Please substitute "occurrence" for each "instance" in the data below and leave everything else unchanged.

___ DATA FOR THIS TASK ___

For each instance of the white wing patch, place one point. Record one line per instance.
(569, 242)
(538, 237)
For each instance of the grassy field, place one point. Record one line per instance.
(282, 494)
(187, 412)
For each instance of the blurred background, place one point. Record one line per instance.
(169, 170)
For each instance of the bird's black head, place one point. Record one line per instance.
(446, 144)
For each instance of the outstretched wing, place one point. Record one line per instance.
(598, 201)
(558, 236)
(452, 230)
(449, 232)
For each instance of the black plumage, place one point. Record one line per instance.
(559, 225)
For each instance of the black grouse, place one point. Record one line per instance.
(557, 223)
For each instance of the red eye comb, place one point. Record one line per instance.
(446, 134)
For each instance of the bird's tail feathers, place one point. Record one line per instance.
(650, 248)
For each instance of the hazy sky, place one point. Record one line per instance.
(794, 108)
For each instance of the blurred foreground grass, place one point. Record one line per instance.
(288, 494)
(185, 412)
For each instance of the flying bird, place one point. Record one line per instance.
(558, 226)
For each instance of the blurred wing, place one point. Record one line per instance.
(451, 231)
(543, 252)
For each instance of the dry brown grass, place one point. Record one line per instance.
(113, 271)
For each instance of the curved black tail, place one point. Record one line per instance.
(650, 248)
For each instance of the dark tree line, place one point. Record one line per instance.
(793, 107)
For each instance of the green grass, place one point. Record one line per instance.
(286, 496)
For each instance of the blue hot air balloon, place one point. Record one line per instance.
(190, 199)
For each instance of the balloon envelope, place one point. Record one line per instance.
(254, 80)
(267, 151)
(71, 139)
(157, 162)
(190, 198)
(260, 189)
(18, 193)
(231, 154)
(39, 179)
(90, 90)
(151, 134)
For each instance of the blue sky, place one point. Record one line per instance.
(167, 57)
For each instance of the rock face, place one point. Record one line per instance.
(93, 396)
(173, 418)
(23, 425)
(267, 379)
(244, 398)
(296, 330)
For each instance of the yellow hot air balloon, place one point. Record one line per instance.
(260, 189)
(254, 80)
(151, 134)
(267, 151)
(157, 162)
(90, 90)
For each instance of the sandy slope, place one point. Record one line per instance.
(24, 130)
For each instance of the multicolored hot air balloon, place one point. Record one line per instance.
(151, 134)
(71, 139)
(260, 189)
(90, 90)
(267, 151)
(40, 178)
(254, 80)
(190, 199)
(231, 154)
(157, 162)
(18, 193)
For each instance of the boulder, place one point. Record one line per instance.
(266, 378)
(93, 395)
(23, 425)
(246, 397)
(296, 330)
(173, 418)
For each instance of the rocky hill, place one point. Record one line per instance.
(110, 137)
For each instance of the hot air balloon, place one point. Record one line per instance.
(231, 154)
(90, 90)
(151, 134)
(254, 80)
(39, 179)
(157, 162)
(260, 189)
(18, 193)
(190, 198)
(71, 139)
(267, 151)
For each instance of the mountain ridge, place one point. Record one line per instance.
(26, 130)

___

■ CORRECT OUTPUT:
For each occurrence of the white wing patch, place one point. Record one line per occurrence.
(569, 242)
(538, 237)
For each occurrence of the grassy field, place one point. Record one line per occurrence.
(282, 494)
(187, 412)
For each occurrence of the blurred background, place one point. Record one line per occurrence.
(169, 170)
For each occurrence of the bird's black head, place one point. Record one line per occurrence.
(446, 144)
For each occurrence of the outstretched wing, place one point. Record one line per occurrence.
(598, 201)
(558, 236)
(452, 230)
(449, 232)
For each occurrence of the black plumage, place one point. Record one line per occurrence.
(559, 225)
For each occurrence of the black grouse, place one point. Record one line per occurrence.
(557, 223)
For each occurrence of the red eye comb, place one point. Record one line per occurrence.
(446, 134)
For each occurrence of the bird's tail feathers, place one point. Record one line per occurrence.
(650, 248)
For each occurrence of the hazy sky, place one point. Record one line per occurrence.
(794, 108)
For each occurrence of the blurred foreground grass, place one point. Record one line per occurrence.
(288, 494)
(185, 412)
For each occurrence of the flying bird, place one point. Record one line per occurrence.
(558, 226)
For each occurrence of the blurred wing, place one point. Record one line per occurrence.
(451, 231)
(543, 252)
For each occurrence of the dry brown grass, place one point. Record one line per occurrence.
(113, 271)
For each occurrence of the curved black tail, place one point. Record one line per occurrence.
(650, 248)
For each occurrence of the dark tree line, place one point. Record one line per occurrence.
(793, 107)
For each occurrence of the green grass, place one point. Record one line per occurrence.
(286, 496)
For each occurrence of the blue hot air balloon, place one point. Record one line per occurrence.
(190, 199)
For each occurrence of the balloon envelope, place one point. Record one line per occurrence.
(254, 80)
(267, 151)
(71, 139)
(157, 162)
(190, 198)
(260, 189)
(18, 193)
(231, 154)
(39, 179)
(90, 90)
(151, 134)
For each occurrence of the blue sky, place one point. Record one line per occurrence.
(167, 57)
For each occurrence of the rock face, place one point. Record one line per occurrence.
(93, 396)
(173, 418)
(23, 425)
(267, 379)
(244, 398)
(296, 330)
For each occurrence of the yellow hot air balloon, place one point. Record one line per occurrence.
(260, 189)
(254, 80)
(151, 134)
(267, 151)
(157, 162)
(90, 90)
For each occurrence of the sandy slope, place one point. Record one line per occurrence.
(24, 130)
For each occurrence of the multicolored hot air balloon, place one point. Record one line per occurrence.
(151, 134)
(71, 139)
(260, 189)
(90, 90)
(267, 151)
(40, 178)
(254, 80)
(190, 199)
(231, 154)
(157, 162)
(18, 193)
For each occurrence of the boulder, place one point. Record one line per occurrence.
(266, 378)
(93, 395)
(23, 425)
(246, 397)
(296, 330)
(173, 418)
For each occurrence of the rocky hill, place one point. Record one line per occurrence.
(110, 137)
For each occurrence of the hot air balloon, place one point. Record one line per occurrence.
(231, 154)
(90, 90)
(151, 134)
(254, 80)
(39, 179)
(157, 162)
(260, 189)
(18, 193)
(190, 198)
(71, 139)
(267, 151)
For each occurrence of the mountain ridge, place one point. Record one line per occurrence.
(26, 130)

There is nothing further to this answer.